+++ 输入数据
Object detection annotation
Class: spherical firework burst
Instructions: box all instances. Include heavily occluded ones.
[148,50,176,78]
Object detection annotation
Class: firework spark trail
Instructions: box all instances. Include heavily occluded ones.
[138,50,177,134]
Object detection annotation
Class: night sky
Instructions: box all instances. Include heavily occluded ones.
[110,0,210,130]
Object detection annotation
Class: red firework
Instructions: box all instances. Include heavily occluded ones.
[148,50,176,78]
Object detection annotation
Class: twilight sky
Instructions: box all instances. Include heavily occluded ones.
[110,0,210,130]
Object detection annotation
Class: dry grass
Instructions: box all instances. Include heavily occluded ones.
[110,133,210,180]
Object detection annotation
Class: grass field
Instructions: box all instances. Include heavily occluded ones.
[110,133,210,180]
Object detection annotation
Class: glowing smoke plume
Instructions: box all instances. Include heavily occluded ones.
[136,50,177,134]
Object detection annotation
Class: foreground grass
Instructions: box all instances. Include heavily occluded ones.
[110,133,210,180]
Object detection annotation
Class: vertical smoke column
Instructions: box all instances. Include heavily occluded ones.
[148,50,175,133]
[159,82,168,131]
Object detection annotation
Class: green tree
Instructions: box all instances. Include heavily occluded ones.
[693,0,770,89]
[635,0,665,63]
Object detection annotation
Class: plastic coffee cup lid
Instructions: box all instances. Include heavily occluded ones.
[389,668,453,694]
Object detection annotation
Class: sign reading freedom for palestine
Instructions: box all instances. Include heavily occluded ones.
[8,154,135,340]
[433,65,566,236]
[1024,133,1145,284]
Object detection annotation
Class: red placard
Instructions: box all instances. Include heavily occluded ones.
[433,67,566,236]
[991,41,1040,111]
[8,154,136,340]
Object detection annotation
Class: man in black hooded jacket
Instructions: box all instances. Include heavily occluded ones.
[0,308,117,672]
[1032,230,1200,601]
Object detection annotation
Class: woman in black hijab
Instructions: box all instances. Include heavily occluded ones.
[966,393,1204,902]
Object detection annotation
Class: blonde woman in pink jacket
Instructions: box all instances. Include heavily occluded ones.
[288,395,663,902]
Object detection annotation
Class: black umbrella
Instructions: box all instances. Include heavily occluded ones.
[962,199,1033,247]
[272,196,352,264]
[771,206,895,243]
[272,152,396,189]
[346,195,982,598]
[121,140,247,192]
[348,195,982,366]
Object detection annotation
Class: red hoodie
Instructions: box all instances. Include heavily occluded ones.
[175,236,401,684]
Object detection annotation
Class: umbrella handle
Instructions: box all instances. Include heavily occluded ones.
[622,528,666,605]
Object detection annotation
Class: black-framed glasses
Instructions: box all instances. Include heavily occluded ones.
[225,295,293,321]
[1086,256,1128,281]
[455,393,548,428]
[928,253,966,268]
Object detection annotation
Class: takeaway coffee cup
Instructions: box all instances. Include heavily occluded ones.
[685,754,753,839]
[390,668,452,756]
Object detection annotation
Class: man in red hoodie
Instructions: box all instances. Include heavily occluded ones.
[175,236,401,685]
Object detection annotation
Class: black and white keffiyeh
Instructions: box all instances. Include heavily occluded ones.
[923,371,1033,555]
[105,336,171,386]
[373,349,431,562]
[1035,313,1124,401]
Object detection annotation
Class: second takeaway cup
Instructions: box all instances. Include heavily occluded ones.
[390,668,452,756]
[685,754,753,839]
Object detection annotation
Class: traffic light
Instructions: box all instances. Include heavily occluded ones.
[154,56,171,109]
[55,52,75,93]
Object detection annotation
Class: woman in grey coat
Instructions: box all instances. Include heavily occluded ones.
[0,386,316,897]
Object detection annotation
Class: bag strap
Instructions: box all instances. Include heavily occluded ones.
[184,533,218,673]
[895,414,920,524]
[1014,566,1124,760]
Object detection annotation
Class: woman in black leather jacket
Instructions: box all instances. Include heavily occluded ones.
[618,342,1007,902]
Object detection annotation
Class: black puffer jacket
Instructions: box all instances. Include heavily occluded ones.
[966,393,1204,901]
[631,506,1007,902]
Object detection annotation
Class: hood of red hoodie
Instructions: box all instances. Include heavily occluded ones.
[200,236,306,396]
++++++
+++ 输入数据
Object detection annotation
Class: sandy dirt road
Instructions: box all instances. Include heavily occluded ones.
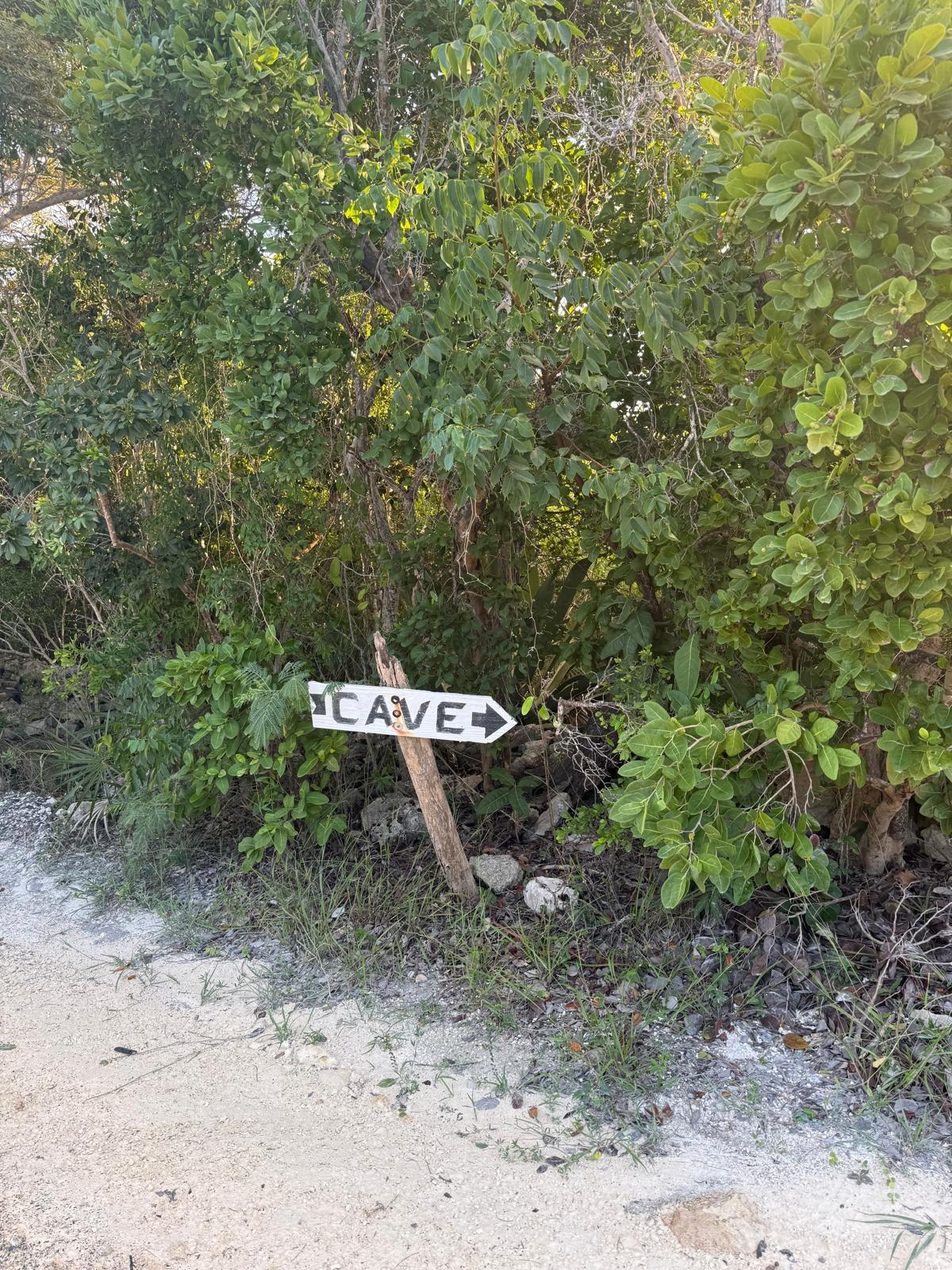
++++++
数一数上面的条目中有多少行含有字符串“coffee”，只写出数字。

2